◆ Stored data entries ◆
┄┄┄┄┄┄┄┄┄┄

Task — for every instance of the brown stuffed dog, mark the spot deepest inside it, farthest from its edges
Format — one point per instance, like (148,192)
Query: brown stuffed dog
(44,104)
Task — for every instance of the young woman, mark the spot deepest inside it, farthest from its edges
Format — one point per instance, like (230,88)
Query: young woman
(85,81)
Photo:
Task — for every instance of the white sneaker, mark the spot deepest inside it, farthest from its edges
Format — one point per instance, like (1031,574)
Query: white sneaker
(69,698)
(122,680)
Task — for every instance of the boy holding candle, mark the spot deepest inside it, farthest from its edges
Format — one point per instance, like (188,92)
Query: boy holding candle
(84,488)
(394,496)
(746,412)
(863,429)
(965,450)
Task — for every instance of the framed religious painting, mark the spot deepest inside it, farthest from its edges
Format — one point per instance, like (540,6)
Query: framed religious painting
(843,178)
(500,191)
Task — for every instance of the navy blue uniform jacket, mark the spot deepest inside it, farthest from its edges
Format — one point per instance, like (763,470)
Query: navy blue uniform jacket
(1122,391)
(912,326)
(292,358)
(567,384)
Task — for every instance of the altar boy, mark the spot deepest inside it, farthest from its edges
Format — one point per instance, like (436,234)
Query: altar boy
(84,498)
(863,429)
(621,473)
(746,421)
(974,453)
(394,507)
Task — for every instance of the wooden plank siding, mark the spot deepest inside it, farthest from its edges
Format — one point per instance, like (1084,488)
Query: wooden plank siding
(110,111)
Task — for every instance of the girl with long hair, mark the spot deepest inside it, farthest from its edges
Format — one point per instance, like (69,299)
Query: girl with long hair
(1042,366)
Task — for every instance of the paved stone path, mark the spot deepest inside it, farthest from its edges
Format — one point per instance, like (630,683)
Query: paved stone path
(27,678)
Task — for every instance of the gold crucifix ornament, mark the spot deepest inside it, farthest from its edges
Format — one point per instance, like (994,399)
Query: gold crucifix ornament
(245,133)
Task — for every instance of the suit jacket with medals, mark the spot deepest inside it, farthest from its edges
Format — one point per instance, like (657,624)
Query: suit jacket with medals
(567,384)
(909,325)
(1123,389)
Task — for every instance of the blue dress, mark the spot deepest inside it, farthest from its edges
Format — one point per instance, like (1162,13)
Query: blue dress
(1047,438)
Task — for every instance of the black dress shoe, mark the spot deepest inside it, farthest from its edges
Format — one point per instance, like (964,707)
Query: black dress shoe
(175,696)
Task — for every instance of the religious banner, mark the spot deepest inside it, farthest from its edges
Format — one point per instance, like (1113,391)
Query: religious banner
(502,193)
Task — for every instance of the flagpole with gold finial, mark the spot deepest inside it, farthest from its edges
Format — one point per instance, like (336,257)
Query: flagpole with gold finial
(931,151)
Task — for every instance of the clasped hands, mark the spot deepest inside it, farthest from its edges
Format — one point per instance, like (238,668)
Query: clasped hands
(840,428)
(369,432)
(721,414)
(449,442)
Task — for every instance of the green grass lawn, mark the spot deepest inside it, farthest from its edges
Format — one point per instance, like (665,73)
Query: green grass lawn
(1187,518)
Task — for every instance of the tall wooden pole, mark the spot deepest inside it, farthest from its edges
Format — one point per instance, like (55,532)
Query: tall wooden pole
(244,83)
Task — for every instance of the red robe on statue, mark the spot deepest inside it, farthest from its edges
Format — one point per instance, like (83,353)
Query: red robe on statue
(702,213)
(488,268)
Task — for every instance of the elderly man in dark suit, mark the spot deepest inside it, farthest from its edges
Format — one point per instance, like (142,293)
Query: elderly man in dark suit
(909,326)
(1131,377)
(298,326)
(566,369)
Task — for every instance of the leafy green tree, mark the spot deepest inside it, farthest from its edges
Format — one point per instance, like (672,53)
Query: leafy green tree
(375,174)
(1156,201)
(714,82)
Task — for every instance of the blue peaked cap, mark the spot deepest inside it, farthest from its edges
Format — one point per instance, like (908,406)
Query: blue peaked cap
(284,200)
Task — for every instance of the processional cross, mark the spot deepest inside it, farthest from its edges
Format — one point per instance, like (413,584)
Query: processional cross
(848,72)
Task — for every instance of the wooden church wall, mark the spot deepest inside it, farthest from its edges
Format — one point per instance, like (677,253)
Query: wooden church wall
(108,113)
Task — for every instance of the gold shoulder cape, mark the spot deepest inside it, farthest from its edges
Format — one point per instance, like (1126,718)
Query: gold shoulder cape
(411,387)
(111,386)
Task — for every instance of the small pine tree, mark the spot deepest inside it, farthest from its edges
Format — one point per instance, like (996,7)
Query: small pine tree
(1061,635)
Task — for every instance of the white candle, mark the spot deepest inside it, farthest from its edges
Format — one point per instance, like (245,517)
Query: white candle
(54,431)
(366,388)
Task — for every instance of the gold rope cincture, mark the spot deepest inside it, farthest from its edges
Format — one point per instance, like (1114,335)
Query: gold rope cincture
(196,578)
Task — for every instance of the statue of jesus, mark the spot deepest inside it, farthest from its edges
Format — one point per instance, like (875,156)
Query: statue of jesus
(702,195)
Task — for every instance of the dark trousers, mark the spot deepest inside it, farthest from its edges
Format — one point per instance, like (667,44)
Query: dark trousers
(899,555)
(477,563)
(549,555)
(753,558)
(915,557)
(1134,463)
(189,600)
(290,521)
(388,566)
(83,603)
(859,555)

┄┄┄┄┄┄┄┄┄┄

Reproduce only the lines above spanning from the line containing "Query: suit jacket with medals" through the line containing "Format — one point per instance, like (142,293)", word for word.

◆ Exercise answer ◆
Query: suit jacket with medals
(567,384)
(909,325)
(1123,389)
Task — for every instance of the blue dress, mark the spot deepest inside it, farthest from its edges
Format — one point per instance, like (1162,13)
Query: blue dress
(1047,438)
Task — for every instance of the black dress shoe, mark the spot deepest inside it, farthest from its edges
Format — one point per instance, like (964,707)
Query: black dress shoe
(175,696)
Task — for every instance of the religious banner, mark the spot deepest inside it, farthest from its edges
Format — one point per instance, like (1113,391)
Query: religious banner
(502,193)
Task — for every instance of the flagpole with gold finial, mark the spot deepest inside it, farthest from its edges
Format — one point per instance, like (336,257)
Query: flagpole with gold finial
(931,151)
Task — for every instance of the clasped hands, mark the spot deepest inside it, farthest from its edges
Format — one point per instance, like (238,668)
Query: clasped hands
(840,428)
(369,432)
(721,414)
(449,442)
Task — for every instance of the green grass lawn, mark the spot deepest inside it, farthest from its edges
Format — one point per instance, like (665,73)
Query: green grass lawn
(1187,518)
Task — for every instance of the tall wooden pole, mark the spot deepest inside it, farthest from its edges
Format — one point per instance, like (55,532)
Query: tall wooden pole
(244,83)
Task — for every instance of the red robe on statue, mark the spot deepest inside it, farthest from its edges
Format — one point per instance, like (83,353)
Query: red robe on statue
(702,213)
(488,268)
Task — for every instance of the elderly man in dark suit, mark the spot deepest inside it, farthest from its edges
Format — one point per instance, like (142,293)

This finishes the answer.